# Problem:
Nothing but the lines from the one that contains "task: segment each instance of the white seat" through the end of the listing should appear, set down exactly.

# Working data:
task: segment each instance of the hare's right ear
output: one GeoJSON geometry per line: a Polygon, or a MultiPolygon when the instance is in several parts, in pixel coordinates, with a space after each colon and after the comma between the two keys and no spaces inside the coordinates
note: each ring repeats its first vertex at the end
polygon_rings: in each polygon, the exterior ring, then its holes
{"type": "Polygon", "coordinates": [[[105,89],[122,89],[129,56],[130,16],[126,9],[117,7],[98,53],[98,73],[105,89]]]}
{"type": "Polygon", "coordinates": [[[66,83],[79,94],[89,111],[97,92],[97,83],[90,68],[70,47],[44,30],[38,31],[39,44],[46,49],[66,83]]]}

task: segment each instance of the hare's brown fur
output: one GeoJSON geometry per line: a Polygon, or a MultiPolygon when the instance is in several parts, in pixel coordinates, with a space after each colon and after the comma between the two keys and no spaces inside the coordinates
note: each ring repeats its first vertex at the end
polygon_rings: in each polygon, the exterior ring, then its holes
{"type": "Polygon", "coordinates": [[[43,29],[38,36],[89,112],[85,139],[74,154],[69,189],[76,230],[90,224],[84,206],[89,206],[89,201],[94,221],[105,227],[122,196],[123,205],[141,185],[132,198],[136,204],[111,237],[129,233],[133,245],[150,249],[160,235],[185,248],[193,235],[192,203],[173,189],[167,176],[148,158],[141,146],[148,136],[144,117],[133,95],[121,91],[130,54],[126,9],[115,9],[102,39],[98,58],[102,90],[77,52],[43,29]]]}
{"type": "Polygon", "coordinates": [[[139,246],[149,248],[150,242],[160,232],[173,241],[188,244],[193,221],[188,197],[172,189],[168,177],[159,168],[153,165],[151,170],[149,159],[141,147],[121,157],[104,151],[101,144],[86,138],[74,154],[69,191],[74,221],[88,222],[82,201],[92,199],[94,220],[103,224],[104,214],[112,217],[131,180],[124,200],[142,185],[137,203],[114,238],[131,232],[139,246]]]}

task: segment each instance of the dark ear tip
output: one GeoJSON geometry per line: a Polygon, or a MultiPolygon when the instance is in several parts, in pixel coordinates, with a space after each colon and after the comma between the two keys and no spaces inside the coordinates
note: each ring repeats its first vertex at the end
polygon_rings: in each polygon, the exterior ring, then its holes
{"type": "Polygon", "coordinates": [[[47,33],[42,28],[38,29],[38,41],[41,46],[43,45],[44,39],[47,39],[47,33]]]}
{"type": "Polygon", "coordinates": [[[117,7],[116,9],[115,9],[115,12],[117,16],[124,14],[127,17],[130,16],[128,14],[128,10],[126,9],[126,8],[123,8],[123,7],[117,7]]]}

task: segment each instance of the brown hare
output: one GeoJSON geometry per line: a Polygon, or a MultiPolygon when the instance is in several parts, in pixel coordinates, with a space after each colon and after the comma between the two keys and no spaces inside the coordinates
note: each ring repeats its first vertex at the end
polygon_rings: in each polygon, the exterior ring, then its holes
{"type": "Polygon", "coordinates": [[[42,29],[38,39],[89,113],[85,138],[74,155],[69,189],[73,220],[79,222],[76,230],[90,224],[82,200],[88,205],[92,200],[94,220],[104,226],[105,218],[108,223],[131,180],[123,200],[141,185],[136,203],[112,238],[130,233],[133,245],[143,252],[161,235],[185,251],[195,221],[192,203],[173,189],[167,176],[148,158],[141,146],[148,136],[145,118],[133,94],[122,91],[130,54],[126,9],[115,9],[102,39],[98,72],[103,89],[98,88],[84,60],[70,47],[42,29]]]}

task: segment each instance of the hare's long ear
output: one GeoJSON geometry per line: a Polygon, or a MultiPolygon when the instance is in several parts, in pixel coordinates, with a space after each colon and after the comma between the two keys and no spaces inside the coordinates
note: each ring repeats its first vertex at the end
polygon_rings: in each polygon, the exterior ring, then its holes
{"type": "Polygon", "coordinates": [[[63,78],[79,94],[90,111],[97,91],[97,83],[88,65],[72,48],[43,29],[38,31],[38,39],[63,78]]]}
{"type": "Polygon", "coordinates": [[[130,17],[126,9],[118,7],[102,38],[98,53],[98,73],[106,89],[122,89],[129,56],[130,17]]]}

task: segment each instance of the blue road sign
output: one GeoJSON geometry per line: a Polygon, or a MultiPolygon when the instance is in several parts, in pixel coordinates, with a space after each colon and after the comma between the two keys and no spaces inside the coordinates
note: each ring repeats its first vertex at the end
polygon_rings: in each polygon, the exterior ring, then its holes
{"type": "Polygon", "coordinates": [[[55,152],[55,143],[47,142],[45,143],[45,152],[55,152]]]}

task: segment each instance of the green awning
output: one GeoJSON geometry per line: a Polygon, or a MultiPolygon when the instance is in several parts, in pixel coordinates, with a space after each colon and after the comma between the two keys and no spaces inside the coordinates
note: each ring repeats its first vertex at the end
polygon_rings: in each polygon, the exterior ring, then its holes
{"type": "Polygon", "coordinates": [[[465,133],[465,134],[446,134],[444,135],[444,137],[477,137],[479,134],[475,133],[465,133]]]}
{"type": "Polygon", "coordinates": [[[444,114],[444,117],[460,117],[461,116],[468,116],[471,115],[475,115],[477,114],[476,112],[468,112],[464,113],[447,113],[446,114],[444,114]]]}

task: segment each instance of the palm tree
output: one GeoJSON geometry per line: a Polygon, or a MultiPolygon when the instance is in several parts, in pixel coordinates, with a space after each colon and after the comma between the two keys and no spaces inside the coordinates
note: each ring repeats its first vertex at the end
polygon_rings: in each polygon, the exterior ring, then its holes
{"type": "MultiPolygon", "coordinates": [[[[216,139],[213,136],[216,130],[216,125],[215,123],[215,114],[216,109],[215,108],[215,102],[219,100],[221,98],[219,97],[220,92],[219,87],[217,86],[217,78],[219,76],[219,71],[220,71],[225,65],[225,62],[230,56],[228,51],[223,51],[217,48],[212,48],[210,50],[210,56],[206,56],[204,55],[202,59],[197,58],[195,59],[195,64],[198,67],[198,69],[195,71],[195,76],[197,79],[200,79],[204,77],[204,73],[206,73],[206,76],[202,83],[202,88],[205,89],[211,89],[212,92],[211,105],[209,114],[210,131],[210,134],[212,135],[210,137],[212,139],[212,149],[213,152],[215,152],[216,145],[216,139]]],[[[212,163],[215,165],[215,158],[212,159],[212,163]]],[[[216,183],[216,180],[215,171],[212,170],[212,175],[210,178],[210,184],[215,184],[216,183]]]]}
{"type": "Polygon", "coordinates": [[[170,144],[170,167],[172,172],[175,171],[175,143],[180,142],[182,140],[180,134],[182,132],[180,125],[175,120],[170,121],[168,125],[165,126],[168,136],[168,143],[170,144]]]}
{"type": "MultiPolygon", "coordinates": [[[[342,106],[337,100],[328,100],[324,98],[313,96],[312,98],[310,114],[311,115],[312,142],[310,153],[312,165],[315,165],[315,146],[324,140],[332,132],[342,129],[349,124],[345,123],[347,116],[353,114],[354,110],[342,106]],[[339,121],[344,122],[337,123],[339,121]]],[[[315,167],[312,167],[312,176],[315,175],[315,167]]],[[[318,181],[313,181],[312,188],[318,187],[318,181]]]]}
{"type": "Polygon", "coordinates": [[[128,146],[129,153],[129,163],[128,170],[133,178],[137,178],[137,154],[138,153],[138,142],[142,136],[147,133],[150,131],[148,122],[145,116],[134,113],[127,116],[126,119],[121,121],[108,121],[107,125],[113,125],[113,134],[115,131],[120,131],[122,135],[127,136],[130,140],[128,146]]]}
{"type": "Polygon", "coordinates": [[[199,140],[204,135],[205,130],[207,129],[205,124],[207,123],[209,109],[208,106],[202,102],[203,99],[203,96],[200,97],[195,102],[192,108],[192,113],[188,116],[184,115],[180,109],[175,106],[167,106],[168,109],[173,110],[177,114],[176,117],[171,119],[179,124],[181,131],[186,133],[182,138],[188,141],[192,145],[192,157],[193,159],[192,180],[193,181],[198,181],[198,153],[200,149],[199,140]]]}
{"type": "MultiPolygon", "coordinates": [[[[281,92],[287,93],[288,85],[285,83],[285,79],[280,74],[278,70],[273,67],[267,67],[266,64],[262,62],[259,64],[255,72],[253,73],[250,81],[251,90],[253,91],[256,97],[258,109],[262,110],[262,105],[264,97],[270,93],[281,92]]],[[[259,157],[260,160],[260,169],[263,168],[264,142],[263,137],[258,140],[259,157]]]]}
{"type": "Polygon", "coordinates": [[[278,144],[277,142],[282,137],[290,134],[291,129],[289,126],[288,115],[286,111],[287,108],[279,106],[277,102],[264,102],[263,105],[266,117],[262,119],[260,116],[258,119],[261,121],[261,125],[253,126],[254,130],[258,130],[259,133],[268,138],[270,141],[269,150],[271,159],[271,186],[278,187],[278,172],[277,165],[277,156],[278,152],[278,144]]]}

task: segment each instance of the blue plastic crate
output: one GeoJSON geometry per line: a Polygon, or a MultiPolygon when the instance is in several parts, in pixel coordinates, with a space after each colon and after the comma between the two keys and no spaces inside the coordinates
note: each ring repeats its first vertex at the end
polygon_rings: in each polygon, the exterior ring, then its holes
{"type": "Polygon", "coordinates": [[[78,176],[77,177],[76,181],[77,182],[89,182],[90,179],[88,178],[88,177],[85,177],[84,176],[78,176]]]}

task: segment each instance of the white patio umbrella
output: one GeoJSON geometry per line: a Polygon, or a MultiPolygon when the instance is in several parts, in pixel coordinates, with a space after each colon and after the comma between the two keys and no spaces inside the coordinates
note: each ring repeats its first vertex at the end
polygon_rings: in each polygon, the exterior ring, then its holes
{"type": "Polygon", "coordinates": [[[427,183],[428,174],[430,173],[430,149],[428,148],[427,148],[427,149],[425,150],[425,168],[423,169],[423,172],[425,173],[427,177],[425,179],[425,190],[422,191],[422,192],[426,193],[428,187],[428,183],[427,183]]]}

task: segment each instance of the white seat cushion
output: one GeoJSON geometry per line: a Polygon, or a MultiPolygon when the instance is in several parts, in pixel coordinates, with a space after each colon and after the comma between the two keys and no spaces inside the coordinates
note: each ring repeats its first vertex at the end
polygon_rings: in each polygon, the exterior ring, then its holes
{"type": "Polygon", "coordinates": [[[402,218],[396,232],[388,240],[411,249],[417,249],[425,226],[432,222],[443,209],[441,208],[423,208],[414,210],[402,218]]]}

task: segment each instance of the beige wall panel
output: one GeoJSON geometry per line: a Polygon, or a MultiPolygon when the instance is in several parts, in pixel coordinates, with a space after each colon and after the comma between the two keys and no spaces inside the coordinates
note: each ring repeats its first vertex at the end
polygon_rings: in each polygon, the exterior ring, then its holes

# Reply:
task: segment each instance of the white seat cushion
output: one GeoJSON geometry per line: a Polygon, or a MultiPolygon when the instance is in several parts, in pixel coordinates, with a space after each colon and after the comma between the two keys and no spaces inside the coordinates
note: each ring repeats its first vertex at the end
polygon_rings: in each polygon, the exterior ring, then its holes
{"type": "Polygon", "coordinates": [[[402,218],[396,232],[388,240],[411,249],[417,249],[425,226],[432,222],[443,209],[441,208],[423,208],[414,210],[402,218]]]}

task: segment each instance of the beige wall panel
output: one GeoJSON geometry per line: a Polygon, or a MultiPolygon when the instance is in several parts, in pixel coordinates, with a space after each colon and after the comma between the two keys and no spaces inside the coordinates
note: each ring repeats its first vertex at the end
polygon_rings: in each polygon, the exterior ring, then its holes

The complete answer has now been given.